====== TEXTAUSZUG ======
Den Verkehr haben wir schon, künftig haben wir allerdings auch einen Nutzen davon. Da wir momentan auf der Fahrtstrecke zwischen den beiden Standorten Hungen und Rosbach liegen und alle LKW unsere Gemeinde passieren, ist der zu erwartende Verkehr schon längst da. Das hat man nicht oft, dass man ein Logistikzentrum ansiedeln kann, ohne die Verkehrsbelastung deutlich und spürbar zu erhöhen.“

Ein weiteres Gegenargument ist der Landverbrauch – es werden immerhin 30 ha Ackerboden umgenutzt. „Wir haben in der Wetterau hervorragende Böden. Auch in diesem Bereich gibt es sehr gute Bodenqualitäten, allerdings auch einige weniger gute, denn teilweise sprechen wir von ehemaligem Bergbaugebiet.

Diese Flächen stehen der Landwirtschaft künftig nicht mehr zur Verfügung und ich verstehe, dass dies kritisch gesehen wird. Man muss es aber auch einordnen: In Wölfersheim gibt es momentan über 2.950 ha Ackerfläche und für dieses Projekt werden wir 30 ha benötigen. Durch die REWE-Ansiedlung werden also rund 1 % der Ackerflächen in der Gemeinde wegfallen.
====== DATENAUSZÜGE ======
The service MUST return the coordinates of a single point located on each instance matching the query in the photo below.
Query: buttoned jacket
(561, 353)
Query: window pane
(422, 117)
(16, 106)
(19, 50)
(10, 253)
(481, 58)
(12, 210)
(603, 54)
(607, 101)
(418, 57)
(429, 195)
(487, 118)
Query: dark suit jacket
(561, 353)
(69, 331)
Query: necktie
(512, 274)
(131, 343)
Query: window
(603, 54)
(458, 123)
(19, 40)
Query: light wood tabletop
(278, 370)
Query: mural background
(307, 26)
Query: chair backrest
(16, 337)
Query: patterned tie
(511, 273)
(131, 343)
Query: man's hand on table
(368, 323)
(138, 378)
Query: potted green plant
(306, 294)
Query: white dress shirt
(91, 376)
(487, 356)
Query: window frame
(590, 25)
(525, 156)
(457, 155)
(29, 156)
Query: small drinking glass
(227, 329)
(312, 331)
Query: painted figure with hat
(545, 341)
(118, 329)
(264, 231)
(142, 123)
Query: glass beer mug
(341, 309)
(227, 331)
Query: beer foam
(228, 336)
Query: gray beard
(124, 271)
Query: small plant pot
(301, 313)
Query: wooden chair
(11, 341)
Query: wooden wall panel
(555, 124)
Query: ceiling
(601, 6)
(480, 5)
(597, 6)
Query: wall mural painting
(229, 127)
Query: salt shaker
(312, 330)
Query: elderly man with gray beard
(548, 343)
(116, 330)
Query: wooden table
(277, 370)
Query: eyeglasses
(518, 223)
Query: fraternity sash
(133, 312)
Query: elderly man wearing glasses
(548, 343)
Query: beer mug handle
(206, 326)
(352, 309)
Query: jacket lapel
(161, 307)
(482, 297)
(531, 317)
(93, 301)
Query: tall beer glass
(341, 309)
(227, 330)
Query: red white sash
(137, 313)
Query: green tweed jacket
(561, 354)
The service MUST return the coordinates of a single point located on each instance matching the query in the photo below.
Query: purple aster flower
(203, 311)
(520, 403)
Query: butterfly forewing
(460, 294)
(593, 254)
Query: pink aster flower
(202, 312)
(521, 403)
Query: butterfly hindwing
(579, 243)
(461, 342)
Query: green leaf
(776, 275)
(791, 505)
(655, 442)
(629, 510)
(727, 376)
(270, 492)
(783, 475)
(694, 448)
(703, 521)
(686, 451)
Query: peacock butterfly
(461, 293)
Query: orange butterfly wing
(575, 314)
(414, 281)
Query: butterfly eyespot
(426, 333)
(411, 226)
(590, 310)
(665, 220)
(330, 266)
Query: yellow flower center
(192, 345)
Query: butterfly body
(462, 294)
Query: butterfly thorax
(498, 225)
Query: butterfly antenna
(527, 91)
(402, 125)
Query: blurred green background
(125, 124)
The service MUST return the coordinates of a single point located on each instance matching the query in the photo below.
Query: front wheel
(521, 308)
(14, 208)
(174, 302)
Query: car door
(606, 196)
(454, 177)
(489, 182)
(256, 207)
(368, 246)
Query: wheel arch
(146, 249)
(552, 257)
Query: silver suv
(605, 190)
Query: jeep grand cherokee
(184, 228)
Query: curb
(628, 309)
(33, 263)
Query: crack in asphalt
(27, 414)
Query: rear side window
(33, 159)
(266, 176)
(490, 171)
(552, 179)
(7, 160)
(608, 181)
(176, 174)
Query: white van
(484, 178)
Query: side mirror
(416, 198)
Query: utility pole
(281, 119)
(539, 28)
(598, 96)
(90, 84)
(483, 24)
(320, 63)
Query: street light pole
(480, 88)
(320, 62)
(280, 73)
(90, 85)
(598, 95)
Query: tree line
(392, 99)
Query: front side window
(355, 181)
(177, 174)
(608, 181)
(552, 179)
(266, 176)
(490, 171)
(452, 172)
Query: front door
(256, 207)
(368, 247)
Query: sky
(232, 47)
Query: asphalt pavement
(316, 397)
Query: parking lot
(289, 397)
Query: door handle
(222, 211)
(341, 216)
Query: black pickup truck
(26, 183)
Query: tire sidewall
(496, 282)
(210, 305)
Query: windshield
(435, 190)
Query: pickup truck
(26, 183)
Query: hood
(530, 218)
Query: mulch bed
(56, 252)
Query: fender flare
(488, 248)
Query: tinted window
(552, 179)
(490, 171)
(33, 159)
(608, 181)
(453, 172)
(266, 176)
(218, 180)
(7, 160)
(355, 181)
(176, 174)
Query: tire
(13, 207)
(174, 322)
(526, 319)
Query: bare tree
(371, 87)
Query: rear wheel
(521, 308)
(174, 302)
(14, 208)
======
» AUFGABENSTELLUNG: Nenne alle geografischen Namen von Orten und Gebieten, die im Textauszug über die geplante Ansiedlung des Logistikzentrums vorkommen.

» ERLEDIGTE AUFGABE: Hungen, Rosbach, Wetterau, Wölfersheim